— begin —

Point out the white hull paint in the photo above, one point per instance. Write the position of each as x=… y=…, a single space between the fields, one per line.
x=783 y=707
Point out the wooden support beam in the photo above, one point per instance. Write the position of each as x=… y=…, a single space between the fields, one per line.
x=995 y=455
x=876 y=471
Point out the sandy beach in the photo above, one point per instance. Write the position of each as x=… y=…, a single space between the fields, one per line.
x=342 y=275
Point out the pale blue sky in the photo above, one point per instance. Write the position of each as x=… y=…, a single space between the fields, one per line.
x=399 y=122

— end —

**The task:**
Reproduce the data above line for line, changing nothing.

**Worked answer:**
Point out the white hull paint in the photo above, one point per instance. Write the position of each as x=… y=…, a single space between the fields, one per line.
x=783 y=707
Point out the wooden support beam in the photo above, one point per instance. Write the position of each as x=… y=…, a single space between the fields, one per line.
x=995 y=455
x=876 y=471
Point out the sandy beach in the photo above, one point per instance. Write the position of each as x=… y=…, a single space between the fields, one per line.
x=342 y=275
Point out the pale blue sky in the photo above, one point per instance. Write the position of each as x=… y=…, a single space between the fields, one per line.
x=399 y=122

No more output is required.